◆ **Prompt**: Give an exact reproduction of all the lines in the listing.

◆ **Dataset content**:

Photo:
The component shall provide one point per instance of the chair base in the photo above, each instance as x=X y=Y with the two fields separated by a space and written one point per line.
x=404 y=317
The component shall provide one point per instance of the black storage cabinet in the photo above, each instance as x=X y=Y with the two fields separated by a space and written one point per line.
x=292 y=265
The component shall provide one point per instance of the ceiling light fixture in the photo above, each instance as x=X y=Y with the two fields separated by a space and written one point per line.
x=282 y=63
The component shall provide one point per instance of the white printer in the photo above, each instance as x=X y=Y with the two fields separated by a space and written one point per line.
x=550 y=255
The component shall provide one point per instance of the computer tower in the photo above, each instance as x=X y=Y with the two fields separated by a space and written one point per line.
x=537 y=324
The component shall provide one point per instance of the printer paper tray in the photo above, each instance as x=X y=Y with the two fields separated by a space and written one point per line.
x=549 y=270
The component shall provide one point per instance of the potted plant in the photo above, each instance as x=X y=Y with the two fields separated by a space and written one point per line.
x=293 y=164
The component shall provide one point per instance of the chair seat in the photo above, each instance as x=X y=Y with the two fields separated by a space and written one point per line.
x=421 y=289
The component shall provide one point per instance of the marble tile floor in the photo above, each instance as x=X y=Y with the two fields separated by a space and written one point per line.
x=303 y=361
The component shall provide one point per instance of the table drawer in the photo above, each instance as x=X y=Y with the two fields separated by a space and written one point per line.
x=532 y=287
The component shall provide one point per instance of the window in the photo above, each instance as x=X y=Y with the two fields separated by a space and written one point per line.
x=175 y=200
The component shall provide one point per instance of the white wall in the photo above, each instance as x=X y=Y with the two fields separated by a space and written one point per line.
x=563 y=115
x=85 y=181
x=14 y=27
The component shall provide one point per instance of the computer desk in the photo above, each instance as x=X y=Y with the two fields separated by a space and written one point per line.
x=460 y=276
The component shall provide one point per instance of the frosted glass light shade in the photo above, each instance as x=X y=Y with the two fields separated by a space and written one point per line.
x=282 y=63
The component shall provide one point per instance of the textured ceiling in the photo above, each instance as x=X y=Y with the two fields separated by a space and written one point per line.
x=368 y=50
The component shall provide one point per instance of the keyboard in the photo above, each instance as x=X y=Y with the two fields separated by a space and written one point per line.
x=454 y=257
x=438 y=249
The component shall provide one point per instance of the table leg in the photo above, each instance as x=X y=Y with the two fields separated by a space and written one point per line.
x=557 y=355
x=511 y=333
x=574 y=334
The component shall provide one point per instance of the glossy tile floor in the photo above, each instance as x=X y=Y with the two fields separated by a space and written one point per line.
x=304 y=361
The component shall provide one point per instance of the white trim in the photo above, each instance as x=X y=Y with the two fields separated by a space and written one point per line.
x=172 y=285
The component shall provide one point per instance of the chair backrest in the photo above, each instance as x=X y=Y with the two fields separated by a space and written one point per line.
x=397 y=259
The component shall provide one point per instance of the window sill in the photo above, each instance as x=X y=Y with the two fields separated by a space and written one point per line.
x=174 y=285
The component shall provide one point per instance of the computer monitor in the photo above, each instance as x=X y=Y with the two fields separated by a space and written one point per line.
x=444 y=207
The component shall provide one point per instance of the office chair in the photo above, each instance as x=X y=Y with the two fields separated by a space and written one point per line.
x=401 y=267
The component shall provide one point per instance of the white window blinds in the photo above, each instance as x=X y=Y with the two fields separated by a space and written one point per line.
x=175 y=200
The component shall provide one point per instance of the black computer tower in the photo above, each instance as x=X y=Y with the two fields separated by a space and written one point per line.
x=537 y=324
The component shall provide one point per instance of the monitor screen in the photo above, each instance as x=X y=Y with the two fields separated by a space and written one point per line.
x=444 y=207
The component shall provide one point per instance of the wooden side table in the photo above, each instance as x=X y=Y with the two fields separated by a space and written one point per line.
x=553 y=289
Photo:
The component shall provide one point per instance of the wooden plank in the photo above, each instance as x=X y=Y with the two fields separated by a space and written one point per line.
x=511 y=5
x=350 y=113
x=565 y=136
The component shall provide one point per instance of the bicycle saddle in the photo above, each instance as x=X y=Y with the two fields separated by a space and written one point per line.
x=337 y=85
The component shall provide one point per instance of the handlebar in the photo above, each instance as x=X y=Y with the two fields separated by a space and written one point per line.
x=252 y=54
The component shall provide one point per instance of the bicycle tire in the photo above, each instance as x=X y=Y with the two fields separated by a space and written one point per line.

◆ **Answer box**:
Photo:
The component shall provide one point per instance of the chair base in the photo above, each instance as x=X y=Y with the two fields separated by a space and written one point per line.
x=404 y=317
The component shall provide one point per instance of the black storage cabinet in the photo above, each instance as x=X y=Y with the two fields separated by a space and written one point per line.
x=292 y=265
The component shall provide one point per instance of the ceiling light fixture in the photo above, each instance as x=X y=Y with the two fields separated by a space and written one point per line.
x=282 y=63
The component shall provide one point per instance of the white printer in the photo above, each instance as x=X y=Y with the two fields separated by a space and written one point per line.
x=550 y=255
The component shall provide one point per instance of the computer tower in the photo above, each instance as x=X y=Y with the two fields separated by a space and written one point per line.
x=537 y=324
The component shall provide one point per instance of the printer paper tray in the photo above, each instance as x=X y=Y with the two fields separated by a space and written one point per line.
x=549 y=270
The component shall provide one point per instance of the potted plant in the photo above, each instance as x=X y=Y with the two fields separated by a space and written one point per line.
x=293 y=164
The component shall provide one point per instance of the chair seat in the photo above, each instance as x=X y=Y with the two fields separated by a space and written one point per line.
x=421 y=289
The component shall provide one point per instance of the marble tile floor in the photo above, each instance as x=X y=Y with the two fields separated by a space and written one point per line.
x=303 y=361
The component shall provide one point per instance of the table drawer in the photo above, each instance as x=X y=Y with the two fields separated by a space and written one point per line.
x=532 y=287
The component shall provide one point per instance of the window in the photo above, each instance as x=X y=Y with the two fields separated by a space and written one point per line.
x=175 y=200
The component shall provide one point per instance of the white wall in the photo above, each instance as x=X y=Y with the two fields separated by a space and written one point per line.
x=563 y=115
x=85 y=181
x=14 y=27
The component shall provide one point per instance of the computer desk in the photo above, each instance as x=X y=Y with the two fields separated by a space and written one point per line.
x=460 y=276
The component shall provide one point per instance of the frosted glass light shade in the photo above, each instance as x=X y=Y with the two fields separated by a space and written one point per line.
x=282 y=63
The component shall provide one point per instance of the textured ceiling in the photo above, each instance as x=X y=Y with the two fields separated by a space and written one point per line.
x=368 y=50
The component shall provide one point per instance of the keyboard in the photo above, each instance as x=X y=Y with the two fields separated by a space and written one point per line.
x=454 y=257
x=438 y=249
The component shall provide one point per instance of the table leg in the photo above, each instance as x=X y=Y with the two fields separated by a space and written one point per line.
x=557 y=355
x=511 y=333
x=574 y=334
The component shall provide one point per instance of the glossy tile floor in the photo above, each instance as x=X y=Y with the two fields separated by a space and written one point per line.
x=304 y=361
The component shall provide one point per instance of the white trim in the photo above, each instance as x=X y=Y with the two fields separated by a space and written one point per line.
x=172 y=285
The component shall provide one point per instance of the chair backrest in the photo above, each instance as x=X y=Y with the two fields separated by a space and written one point per line.
x=397 y=259
The component shall provide one point per instance of the window sill in the photo above, each instance as x=X y=Y with the two fields separated by a space and written one point per line.
x=174 y=285
The component shall provide one point per instance of the computer monitor in the photo above, each instance as x=X y=Y with the two fields separated by a space and written one point per line.
x=444 y=207
The component shall provide one point per instance of the office chair in the photo above, each instance as x=X y=Y with the two fields separated by a space and written one point per line.
x=401 y=267
The component shall provide one point per instance of the white window blinds in the photo above, each instance as x=X y=Y with the two fields separated by a space and written one point per line.
x=175 y=200
The component shall provide one point per instance of the black computer tower in the photo above, each instance as x=X y=Y with the two fields separated by a space and written one point per line.
x=537 y=324
The component shall provide one point per instance of the monitor screen in the photo above, each instance as x=X y=Y with the two fields separated by a space and written one point per line.
x=444 y=207
The component shall provide one point per instance of the wooden side table in the photo above, each instance as x=X y=Y with the two fields separated by a space and written one point per line.
x=553 y=289
Photo:
The component shall provide one point per instance of the wooden plank in the photo above, each instance as x=X y=Y with the two fields separated by a space and written one point per line.
x=511 y=5
x=350 y=113
x=565 y=136
The component shall provide one point per instance of the bicycle saddle in the photo above, each instance as x=X y=Y with the two fields separated by a space and written one point per line.
x=337 y=85
The component shall provide one point per instance of the handlebar in the photo above, each instance as x=X y=Y with the two fields separated by a space and written one point per line.
x=252 y=54
The component shall provide one point per instance of the bicycle tire in the photo above, each instance as x=X y=Y with the two fields separated by a space and written one point per line.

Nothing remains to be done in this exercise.